Pull every line of the material below into your answer word for word, leaving out the pictures.

▸ Records supplied:
# # # # #
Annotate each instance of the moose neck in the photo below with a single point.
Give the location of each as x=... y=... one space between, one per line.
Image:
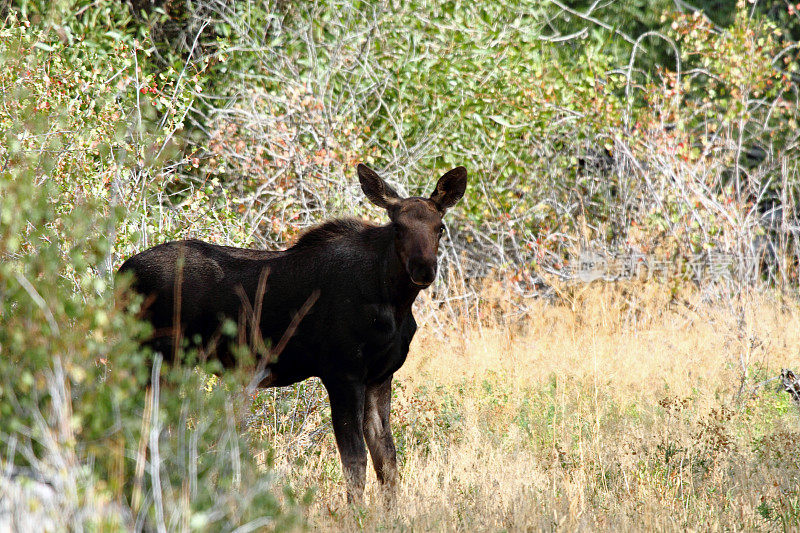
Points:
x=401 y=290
# # # # #
▸ Solution:
Annotate each instance of the moose neck in the photo below with a single point.
Give the location of each as x=... y=... one space between, one per line.
Image:
Points:
x=401 y=290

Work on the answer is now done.